## Short task
Rewrite the lines below, swapping "formatted like" for "written as" everywhere it occurs and keeping everything else unchanged.

(Point annotation records)

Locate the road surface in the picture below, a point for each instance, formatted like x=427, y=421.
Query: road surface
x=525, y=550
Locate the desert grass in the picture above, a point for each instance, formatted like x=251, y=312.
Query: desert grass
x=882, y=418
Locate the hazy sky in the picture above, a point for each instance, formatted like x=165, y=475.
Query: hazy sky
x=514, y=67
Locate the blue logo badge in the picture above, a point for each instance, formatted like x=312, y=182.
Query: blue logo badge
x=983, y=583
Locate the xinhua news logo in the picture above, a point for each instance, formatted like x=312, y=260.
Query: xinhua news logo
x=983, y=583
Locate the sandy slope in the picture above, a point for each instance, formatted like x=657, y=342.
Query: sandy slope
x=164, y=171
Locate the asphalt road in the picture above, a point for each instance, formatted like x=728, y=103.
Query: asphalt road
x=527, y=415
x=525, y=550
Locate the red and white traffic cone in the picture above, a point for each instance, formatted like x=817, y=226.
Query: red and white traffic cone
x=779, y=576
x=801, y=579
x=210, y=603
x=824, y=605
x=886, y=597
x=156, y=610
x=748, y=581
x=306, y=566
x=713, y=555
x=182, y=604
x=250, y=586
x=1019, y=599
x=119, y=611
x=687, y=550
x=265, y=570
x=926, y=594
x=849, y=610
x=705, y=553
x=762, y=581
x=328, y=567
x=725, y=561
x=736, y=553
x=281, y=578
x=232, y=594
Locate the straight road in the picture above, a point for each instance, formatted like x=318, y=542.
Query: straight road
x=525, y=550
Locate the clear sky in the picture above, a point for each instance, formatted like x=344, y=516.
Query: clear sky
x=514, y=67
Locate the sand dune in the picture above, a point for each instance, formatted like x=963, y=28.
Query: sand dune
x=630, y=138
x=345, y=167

## Answer to the problem
Locate the road surface in the picture below, a point for each instance, written as x=427, y=421.
Query: road surface
x=525, y=550
Locate the desert grass in the picture above, a point for each instance, written as x=251, y=312.
Query: desert grass
x=882, y=418
Locate the hazy sky in the picture above, a point for each instance, written as x=165, y=475.
Query: hazy sky
x=514, y=67
Locate the blue logo badge in the picture above, a point for each instance, written as x=312, y=182.
Query: blue logo badge
x=983, y=583
Locate the xinhua news logo in the picture above, a point for each instance, written as x=312, y=260.
Query: xinhua news logo
x=983, y=583
Locate the sandy slope in the picture above, a point for each instance, written as x=657, y=342.
Query: sandy slope
x=164, y=171
Locate the asphalt road in the picture above, a point for each instance, written as x=728, y=103.
Query: asphalt road
x=527, y=415
x=525, y=550
Locate the red and white traffic cone in the picture above, a point for each instance, written as x=817, y=226.
Query: red and white traffic cone
x=779, y=576
x=801, y=579
x=210, y=603
x=824, y=605
x=886, y=597
x=156, y=610
x=748, y=581
x=306, y=566
x=713, y=555
x=182, y=604
x=250, y=586
x=1019, y=599
x=119, y=611
x=687, y=550
x=265, y=570
x=926, y=594
x=849, y=610
x=705, y=553
x=762, y=581
x=328, y=567
x=725, y=561
x=736, y=553
x=281, y=578
x=232, y=594
Locate the straight road in the picture above, a point for each instance, written as x=318, y=542.
Query: straight road
x=525, y=550
Locate the clear sky in the picture above, a point for each instance, written as x=344, y=516.
Query: clear sky
x=514, y=67
Locate the sand dune in the picture above, a point for each instance, written as x=963, y=28.
Query: sand dune
x=630, y=138
x=345, y=167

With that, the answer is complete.